(Natural language region descriptions)
########################################

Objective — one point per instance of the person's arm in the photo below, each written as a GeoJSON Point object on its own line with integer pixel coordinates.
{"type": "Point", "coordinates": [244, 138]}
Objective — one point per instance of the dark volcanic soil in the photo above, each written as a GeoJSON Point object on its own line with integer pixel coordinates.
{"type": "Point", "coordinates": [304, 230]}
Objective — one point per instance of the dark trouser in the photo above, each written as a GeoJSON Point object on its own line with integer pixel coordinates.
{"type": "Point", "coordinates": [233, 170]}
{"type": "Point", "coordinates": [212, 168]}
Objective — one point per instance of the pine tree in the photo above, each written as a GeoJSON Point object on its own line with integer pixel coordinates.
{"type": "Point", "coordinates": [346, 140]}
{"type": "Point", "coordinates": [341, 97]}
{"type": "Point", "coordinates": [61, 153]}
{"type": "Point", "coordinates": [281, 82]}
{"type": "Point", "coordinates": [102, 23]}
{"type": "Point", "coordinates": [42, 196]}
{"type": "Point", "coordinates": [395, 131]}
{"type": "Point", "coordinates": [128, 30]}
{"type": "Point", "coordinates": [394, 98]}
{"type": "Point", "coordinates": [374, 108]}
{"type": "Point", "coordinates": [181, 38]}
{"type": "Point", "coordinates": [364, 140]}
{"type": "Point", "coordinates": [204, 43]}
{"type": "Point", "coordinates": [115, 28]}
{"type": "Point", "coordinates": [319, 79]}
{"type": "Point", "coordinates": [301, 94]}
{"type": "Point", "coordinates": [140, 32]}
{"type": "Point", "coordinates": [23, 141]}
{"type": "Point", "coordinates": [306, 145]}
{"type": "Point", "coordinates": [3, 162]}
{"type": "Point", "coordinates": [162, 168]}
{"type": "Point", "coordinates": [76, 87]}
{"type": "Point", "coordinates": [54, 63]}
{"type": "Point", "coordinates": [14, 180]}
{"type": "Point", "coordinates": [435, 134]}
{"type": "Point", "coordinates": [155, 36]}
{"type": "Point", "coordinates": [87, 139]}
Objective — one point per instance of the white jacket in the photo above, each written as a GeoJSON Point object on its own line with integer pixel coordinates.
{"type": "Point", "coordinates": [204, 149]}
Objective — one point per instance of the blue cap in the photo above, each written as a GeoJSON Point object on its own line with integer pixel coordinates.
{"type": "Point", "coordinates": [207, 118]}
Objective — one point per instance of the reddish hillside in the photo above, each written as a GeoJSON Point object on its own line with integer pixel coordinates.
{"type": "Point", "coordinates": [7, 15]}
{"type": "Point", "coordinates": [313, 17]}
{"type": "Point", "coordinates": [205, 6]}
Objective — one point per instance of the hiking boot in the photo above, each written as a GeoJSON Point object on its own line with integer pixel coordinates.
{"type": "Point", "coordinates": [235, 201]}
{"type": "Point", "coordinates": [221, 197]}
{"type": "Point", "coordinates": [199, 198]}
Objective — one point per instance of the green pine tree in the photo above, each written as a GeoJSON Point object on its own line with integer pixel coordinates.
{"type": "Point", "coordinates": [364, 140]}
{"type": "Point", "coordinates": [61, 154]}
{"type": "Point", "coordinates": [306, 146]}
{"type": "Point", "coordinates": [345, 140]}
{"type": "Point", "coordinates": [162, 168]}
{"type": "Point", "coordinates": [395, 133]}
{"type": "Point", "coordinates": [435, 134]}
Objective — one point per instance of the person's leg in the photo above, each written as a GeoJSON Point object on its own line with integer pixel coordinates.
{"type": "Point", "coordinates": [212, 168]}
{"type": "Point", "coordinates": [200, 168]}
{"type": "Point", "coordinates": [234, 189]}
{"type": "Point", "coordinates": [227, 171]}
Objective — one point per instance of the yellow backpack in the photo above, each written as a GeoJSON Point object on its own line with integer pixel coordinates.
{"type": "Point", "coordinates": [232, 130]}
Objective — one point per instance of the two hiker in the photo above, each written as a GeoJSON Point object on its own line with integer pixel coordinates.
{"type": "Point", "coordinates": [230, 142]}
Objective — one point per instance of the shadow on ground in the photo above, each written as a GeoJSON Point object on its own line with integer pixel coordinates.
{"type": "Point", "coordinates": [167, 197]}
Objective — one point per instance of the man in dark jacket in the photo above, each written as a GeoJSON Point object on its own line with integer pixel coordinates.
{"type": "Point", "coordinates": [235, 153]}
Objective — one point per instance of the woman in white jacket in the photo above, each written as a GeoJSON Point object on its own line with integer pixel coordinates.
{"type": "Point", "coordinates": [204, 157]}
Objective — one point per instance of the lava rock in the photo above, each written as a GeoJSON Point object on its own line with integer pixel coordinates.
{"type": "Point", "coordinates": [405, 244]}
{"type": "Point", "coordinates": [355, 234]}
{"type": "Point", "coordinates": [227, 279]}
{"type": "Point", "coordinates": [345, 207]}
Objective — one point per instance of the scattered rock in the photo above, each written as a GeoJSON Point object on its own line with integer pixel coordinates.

########################################

■ **What you need to do**:
Each entry must be reproduced verbatim.

■ **Solved exercise**:
Objective — one point per instance of the person's arm in the photo below, each written as a GeoJSON Point object on its own line with integer pixel coordinates.
{"type": "Point", "coordinates": [244, 138]}
Objective — one point per instance of the dark volcanic soil in the photo above, each written as a GeoJSON Point object on its own line with integer pixel coordinates.
{"type": "Point", "coordinates": [304, 230]}
Objective — one point per instance of the dark trouser in the photo above, each written as a GeoJSON Point object on its own line with integer pixel coordinates.
{"type": "Point", "coordinates": [233, 170]}
{"type": "Point", "coordinates": [212, 168]}
Objective — one point per instance of the pine tree in the photo above, each written as a GeoJSON Point object on its own line with integer pixel coordinates.
{"type": "Point", "coordinates": [346, 140]}
{"type": "Point", "coordinates": [341, 97]}
{"type": "Point", "coordinates": [61, 153]}
{"type": "Point", "coordinates": [281, 82]}
{"type": "Point", "coordinates": [102, 23]}
{"type": "Point", "coordinates": [42, 196]}
{"type": "Point", "coordinates": [395, 131]}
{"type": "Point", "coordinates": [128, 30]}
{"type": "Point", "coordinates": [394, 98]}
{"type": "Point", "coordinates": [374, 108]}
{"type": "Point", "coordinates": [181, 38]}
{"type": "Point", "coordinates": [364, 140]}
{"type": "Point", "coordinates": [204, 43]}
{"type": "Point", "coordinates": [115, 28]}
{"type": "Point", "coordinates": [319, 79]}
{"type": "Point", "coordinates": [301, 94]}
{"type": "Point", "coordinates": [140, 32]}
{"type": "Point", "coordinates": [23, 141]}
{"type": "Point", "coordinates": [306, 145]}
{"type": "Point", "coordinates": [3, 162]}
{"type": "Point", "coordinates": [162, 168]}
{"type": "Point", "coordinates": [76, 87]}
{"type": "Point", "coordinates": [54, 63]}
{"type": "Point", "coordinates": [14, 180]}
{"type": "Point", "coordinates": [435, 134]}
{"type": "Point", "coordinates": [155, 36]}
{"type": "Point", "coordinates": [87, 139]}
Objective — one point per instance of the white jacket in the photo above, each written as a GeoJSON Point object on its own line with integer pixel coordinates.
{"type": "Point", "coordinates": [204, 149]}
Objective — one point per instance of the blue cap in the photo above, each written as a GeoJSON Point object on its own line with integer pixel coordinates.
{"type": "Point", "coordinates": [207, 118]}
Objective — one point per instance of the reddish hillside in the photo above, each written as a GeoJSON Point object on its own line with integer pixel coordinates.
{"type": "Point", "coordinates": [7, 15]}
{"type": "Point", "coordinates": [313, 17]}
{"type": "Point", "coordinates": [205, 6]}
Objective — one point per instance of the hiking boot in the photo above, each written as a GeoJSON Point object on its own line with integer pixel coordinates.
{"type": "Point", "coordinates": [235, 201]}
{"type": "Point", "coordinates": [221, 197]}
{"type": "Point", "coordinates": [199, 198]}
Objective — one point per instance of the green pine tree in the photo above, each written as a GeoJSON Point object on its own line with integer pixel coordinates.
{"type": "Point", "coordinates": [364, 140]}
{"type": "Point", "coordinates": [61, 154]}
{"type": "Point", "coordinates": [306, 146]}
{"type": "Point", "coordinates": [345, 140]}
{"type": "Point", "coordinates": [162, 168]}
{"type": "Point", "coordinates": [395, 133]}
{"type": "Point", "coordinates": [435, 134]}
Objective — one point per instance of the person's leg in the photo above, each written as a GeoJSON Point object on its own line with integer pixel coordinates.
{"type": "Point", "coordinates": [212, 168]}
{"type": "Point", "coordinates": [200, 168]}
{"type": "Point", "coordinates": [234, 189]}
{"type": "Point", "coordinates": [227, 171]}
Objective — one point per instance of the yellow backpack in the photo above, each written as a GeoJSON Point object on its own line with integer pixel coordinates.
{"type": "Point", "coordinates": [232, 130]}
Objective — one point per instance of the two hiker in the photo above, each written as a GeoJSON Point object on its own line with integer pixel coordinates.
{"type": "Point", "coordinates": [230, 142]}
Objective — one point per instance of the shadow on ground in the photo above, each written as a GeoJSON Point object on its own line with integer pixel coordinates.
{"type": "Point", "coordinates": [167, 197]}
Objective — one point per instance of the man in dark jacket in the photo above, each written as a GeoJSON Point object on its own line with integer pixel coordinates.
{"type": "Point", "coordinates": [235, 153]}
Objective — one point per instance of the woman in white jacket in the photo above, each written as a GeoJSON Point object on its own line with integer pixel coordinates.
{"type": "Point", "coordinates": [204, 157]}
Objective — one point per instance of the lava rock in the photo above, each written as a GeoJSON Point object on its own line with integer pixel coordinates.
{"type": "Point", "coordinates": [405, 244]}
{"type": "Point", "coordinates": [355, 234]}
{"type": "Point", "coordinates": [227, 279]}
{"type": "Point", "coordinates": [345, 207]}
Objective — one point per instance of the scattered rock in the photo above, each written as a GeoJSON Point object on its own line with integer pixel coordinates.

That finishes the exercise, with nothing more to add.